LISTE DES CONSIGNES:
A: Répondez à ces questions sur l'extrait à lire :
(i) De quel président cite-t-on le discours d'investiture ?
(ii) Concernant les chiffres, qu'est-ce que les gens ont le droit d'exiger ?
(iii) Avant qu'on leur demande de se serrer la ceinture, que peuvent-ils demander ?
B: D'après la première phrase de l'extrait à lire, les gens ont le droit de savoir comment certaines choses sont gérées. Énumérez chacune de ces choses avec le verbe qui s'y rattache.

====== EXTRAIT À LIRE ======

« "(...) Les gens ont le droit de savoir comment sont dépensés leurs
impôts, comprimées les dépenses, exécutés les contrats et les projets,
régis et contrôlés les fonds publics. Ils ont le droit de nous demander
de mener un train de vie austère avant que nous leur demandions de se
serrer la ceinture, et le droit d’exiger que les chiffres ne soient pas
un secret d’Etat. Ils ont le droit de voir comment est récompensé le
fonctionnaire diligent et honnête et comment est coupée la main du
voleur quel qu’il soit..." : le discours d’investiture du président
Emile Lahoud (1), d’un ton tout à fait nouveau pour l’époque, fut
mémorable.

====== MATÉRIEL FOURNI ======

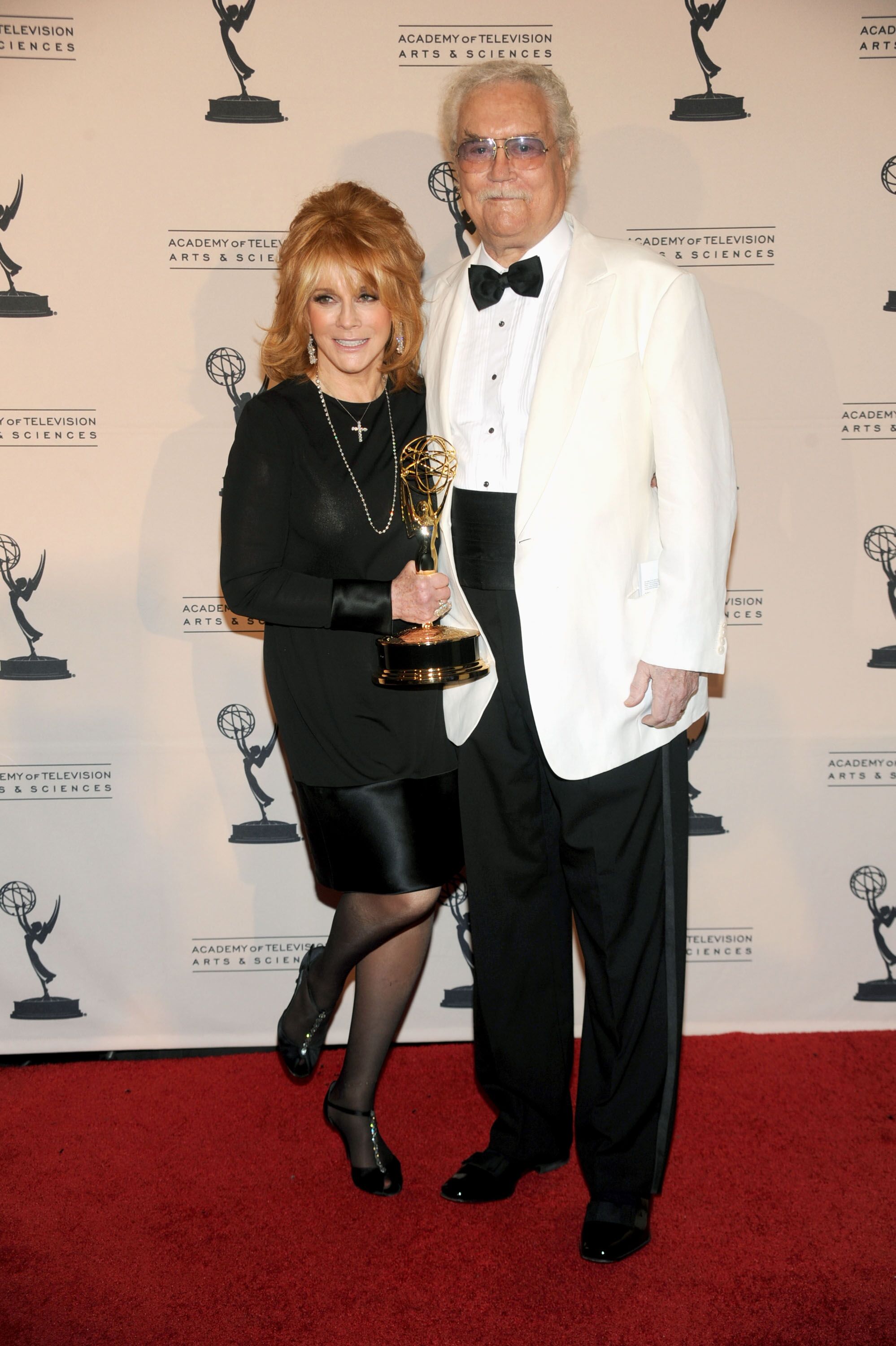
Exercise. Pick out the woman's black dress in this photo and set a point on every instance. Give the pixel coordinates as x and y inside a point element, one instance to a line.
<point>374,770</point>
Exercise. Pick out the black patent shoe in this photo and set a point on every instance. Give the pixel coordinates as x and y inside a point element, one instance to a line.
<point>490,1177</point>
<point>614,1240</point>
<point>373,1181</point>
<point>300,1058</point>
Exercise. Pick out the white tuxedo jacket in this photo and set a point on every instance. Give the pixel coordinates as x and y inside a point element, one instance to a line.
<point>629,385</point>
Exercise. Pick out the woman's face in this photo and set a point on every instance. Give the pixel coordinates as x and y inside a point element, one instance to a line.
<point>349,323</point>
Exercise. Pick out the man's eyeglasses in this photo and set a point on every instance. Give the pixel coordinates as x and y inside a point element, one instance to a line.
<point>520,150</point>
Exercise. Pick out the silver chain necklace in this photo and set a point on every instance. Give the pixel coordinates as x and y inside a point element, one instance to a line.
<point>395,454</point>
<point>357,428</point>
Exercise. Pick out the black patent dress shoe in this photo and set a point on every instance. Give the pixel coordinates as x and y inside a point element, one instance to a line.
<point>613,1232</point>
<point>385,1178</point>
<point>300,1058</point>
<point>490,1177</point>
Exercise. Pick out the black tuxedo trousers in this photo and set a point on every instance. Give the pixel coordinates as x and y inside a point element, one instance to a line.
<point>610,851</point>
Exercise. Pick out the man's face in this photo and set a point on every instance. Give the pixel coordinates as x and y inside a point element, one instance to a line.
<point>513,205</point>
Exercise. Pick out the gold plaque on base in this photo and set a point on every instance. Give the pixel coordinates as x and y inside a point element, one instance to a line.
<point>428,656</point>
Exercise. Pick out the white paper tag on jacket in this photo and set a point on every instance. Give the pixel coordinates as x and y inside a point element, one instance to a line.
<point>648,578</point>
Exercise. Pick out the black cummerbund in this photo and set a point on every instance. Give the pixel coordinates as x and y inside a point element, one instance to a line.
<point>483,538</point>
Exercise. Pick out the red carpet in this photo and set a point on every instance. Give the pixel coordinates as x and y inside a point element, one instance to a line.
<point>201,1202</point>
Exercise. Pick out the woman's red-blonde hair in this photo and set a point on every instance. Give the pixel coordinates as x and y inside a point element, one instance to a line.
<point>352,229</point>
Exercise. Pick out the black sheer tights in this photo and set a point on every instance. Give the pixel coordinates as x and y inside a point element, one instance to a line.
<point>384,937</point>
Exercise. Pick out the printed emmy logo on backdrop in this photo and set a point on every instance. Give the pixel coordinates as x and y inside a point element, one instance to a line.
<point>867,420</point>
<point>18,900</point>
<point>888,178</point>
<point>709,245</point>
<point>31,667</point>
<point>454,897</point>
<point>27,41</point>
<point>720,945</point>
<point>224,249</point>
<point>880,546</point>
<point>237,722</point>
<point>208,614</point>
<point>868,883</point>
<point>241,107</point>
<point>878,41</point>
<point>744,607</point>
<point>431,46</point>
<point>709,105</point>
<point>700,824</point>
<point>18,303</point>
<point>861,769</point>
<point>226,368</point>
<point>443,186</point>
<point>48,427</point>
<point>251,952</point>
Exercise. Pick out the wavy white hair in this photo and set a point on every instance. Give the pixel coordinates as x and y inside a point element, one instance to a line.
<point>565,128</point>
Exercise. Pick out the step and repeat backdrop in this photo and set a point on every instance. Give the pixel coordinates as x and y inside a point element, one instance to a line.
<point>152,158</point>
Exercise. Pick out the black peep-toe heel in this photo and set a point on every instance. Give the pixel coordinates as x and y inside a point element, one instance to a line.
<point>300,1058</point>
<point>368,1180</point>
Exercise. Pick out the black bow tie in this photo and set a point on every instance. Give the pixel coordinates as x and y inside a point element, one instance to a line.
<point>487,286</point>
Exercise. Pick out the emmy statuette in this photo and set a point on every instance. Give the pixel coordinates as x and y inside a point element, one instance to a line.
<point>18,900</point>
<point>237,722</point>
<point>880,546</point>
<point>868,883</point>
<point>428,656</point>
<point>709,105</point>
<point>888,178</point>
<point>18,303</point>
<point>243,107</point>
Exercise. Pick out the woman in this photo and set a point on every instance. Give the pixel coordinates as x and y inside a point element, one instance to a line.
<point>314,544</point>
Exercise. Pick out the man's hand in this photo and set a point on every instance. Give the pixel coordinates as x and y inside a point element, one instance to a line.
<point>420,595</point>
<point>673,690</point>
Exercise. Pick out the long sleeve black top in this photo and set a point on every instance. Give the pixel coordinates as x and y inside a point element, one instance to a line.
<point>299,554</point>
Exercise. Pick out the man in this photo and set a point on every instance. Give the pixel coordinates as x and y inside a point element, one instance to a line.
<point>587,536</point>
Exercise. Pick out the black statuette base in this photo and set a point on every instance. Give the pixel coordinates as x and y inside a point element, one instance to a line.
<point>458,998</point>
<point>245,108</point>
<point>34,668</point>
<point>705,826</point>
<point>883,990</point>
<point>46,1007</point>
<point>708,107</point>
<point>264,831</point>
<point>23,303</point>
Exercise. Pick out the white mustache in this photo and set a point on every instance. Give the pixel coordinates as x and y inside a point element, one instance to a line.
<point>502,194</point>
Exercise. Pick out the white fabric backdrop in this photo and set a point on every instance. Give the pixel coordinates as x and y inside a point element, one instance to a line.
<point>154,233</point>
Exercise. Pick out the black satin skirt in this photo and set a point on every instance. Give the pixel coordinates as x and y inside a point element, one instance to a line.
<point>395,836</point>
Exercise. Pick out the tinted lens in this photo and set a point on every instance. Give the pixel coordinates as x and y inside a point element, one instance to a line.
<point>477,153</point>
<point>526,147</point>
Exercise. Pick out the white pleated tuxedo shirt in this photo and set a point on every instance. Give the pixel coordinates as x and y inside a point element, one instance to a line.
<point>494,372</point>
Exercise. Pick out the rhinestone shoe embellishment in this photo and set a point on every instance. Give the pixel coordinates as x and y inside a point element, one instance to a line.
<point>317,1025</point>
<point>374,1138</point>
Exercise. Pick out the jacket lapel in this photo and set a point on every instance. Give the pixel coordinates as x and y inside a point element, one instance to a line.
<point>570,348</point>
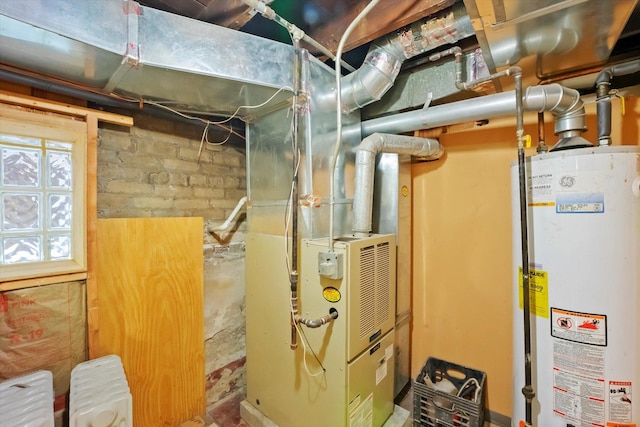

======

RÉSULTATS ATTENDUS:
A:
(i) Emile Lahoud.
(ii) Que les chiffres ne soient pas un secret d'État.
(iii) Qu'on mène un train de vie austère.

B:
- leurs impôts : dépensés
- les dépenses : comprimées
- les contrats et les projets : exécutés
- les fonds publics : régis et contrôlés